■ **Exercício proposto A**:
No texto sobre o Papa e a comunicação social, que dois exemplos concretos são dados da passagem do programa do Papa das palavras à ação?
■ **Exercício proposto B**:
Indique, por favor, todas as linhas das entradas em que aparece a palavra "benchmark".

■ **Texto apresentado**:
=-=-=-=-=

Wednesday, 19 November 2014

O Papa e a Comunicação Social

Russell Shaw
Será que a lua-de-mel do Papa com a comunicação social está a chegar ao fim? Nem por isso. O que se está a passar é algo superficialmente semelhante, mas substancialmente diferente e que, a longo prazo, pode ser bem mais saudável, tanto para a imprensa como para o Papa, do que o mero prolongamento do estado de graça.

À medida que o programa do Papa para a Igreja passa das palavras à acção – o sínodo dos bispos em Outubro e a nomeação de um novo arcebispo em Chicago são dois exemplos concretos – as críticas deixaram de vir apenas das margens da direita católica e passaram a ser mais generalistas. E os media, sem se virarem contra o Papa, estão a tomar nota do que se está a passar e a começar a relatá-lo.

Nas palavras de John Allen, do “Boston Globe”, “estamos a entrar na segunda fase do pontificado de Francisco, em que um período de bons sentimentos começa a dar espaço a uma era de crispação”.

=-=-=-=-=

■ **Entradas de origem**:
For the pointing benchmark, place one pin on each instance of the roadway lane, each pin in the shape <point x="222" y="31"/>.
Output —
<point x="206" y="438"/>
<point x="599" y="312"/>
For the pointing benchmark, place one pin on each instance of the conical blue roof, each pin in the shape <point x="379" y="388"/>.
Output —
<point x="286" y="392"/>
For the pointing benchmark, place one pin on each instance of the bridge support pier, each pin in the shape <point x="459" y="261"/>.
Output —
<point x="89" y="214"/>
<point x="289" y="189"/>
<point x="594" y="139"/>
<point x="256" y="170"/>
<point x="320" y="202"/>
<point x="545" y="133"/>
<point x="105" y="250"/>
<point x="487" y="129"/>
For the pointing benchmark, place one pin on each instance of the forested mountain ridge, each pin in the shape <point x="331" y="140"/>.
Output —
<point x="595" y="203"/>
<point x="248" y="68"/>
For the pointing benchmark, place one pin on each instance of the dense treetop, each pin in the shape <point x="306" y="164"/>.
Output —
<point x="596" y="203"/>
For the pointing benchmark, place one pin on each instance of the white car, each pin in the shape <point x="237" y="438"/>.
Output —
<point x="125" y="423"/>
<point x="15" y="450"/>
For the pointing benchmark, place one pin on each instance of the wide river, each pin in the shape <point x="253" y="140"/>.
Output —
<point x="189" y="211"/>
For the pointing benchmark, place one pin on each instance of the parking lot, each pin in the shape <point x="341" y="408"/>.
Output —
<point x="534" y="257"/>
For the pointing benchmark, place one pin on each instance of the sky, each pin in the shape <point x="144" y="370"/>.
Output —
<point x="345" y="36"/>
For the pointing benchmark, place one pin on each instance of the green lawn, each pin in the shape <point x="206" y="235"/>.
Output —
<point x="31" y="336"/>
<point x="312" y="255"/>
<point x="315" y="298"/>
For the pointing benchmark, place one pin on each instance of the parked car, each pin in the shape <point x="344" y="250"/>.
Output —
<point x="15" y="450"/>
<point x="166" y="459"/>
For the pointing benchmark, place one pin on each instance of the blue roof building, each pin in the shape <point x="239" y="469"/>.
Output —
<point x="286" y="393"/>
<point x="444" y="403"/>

=-=-=-=-=

■ **Resolução da tarefa A**:
O sínodo dos bispos em outubro e a nomeação de um novo arcebispo em Chicago.

■ **Resolução da tarefa B**:
For the pointing benchmark, place one pin on each instance of the roadway lane, each pin in the shape <point x="222" y="31"/>.
For the pointing benchmark, place one pin on each instance of the conical blue roof, each pin in the shape <point x="379" y="388"/>.
For the pointing benchmark, place one pin on each instance of the bridge support pier, each pin in the shape <point x="459" y="261"/>.
For the pointing benchmark, place one pin on each instance of the forested mountain ridge, each pin in the shape <point x="331" y="140"/>.
For the pointing benchmark, place one pin on each instance of the dense treetop, each pin in the shape <point x="306" y="164"/>.
For the pointing benchmark, place one pin on each instance of the white car, each pin in the shape <point x="237" y="438"/>.
For the pointing benchmark, place one pin on each instance of the wide river, each pin in the shape <point x="253" y="140"/>.
For the pointing benchmark, place one pin on each instance of the parking lot, each pin in the shape <point x="341" y="408"/>.
For the pointing benchmark, place one pin on each instance of the sky, each pin in the shape <point x="144" y="370"/>.
For the pointing benchmark, place one pin on each instance of the green lawn, each pin in the shape <point x="206" y="235"/>.
For the pointing benchmark, place one pin on each instance of the parked car, each pin in the shape <point x="344" y="250"/>.
For the pointing benchmark, place one pin on each instance of the blue roof building, each pin in the shape <point x="239" y="469"/>.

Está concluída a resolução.